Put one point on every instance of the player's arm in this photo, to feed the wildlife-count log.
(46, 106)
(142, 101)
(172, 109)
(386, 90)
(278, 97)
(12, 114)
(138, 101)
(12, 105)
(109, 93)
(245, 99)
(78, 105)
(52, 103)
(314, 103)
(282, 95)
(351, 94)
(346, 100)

* * *

GIVEN PROBLEM: Format every line of the listing above as a JSON list of strings, one string per line, leaving out blank lines.

RESULT BELOW:
[
  "Put one point on every instance of the player's arm in this photo, to feed the wildlife-count log.",
  "(46, 106)",
  "(142, 101)",
  "(172, 109)",
  "(386, 90)",
  "(278, 97)",
  "(12, 114)",
  "(138, 101)",
  "(12, 105)",
  "(109, 93)",
  "(245, 99)",
  "(78, 105)",
  "(52, 103)",
  "(314, 103)",
  "(282, 95)",
  "(351, 94)",
  "(346, 100)"
]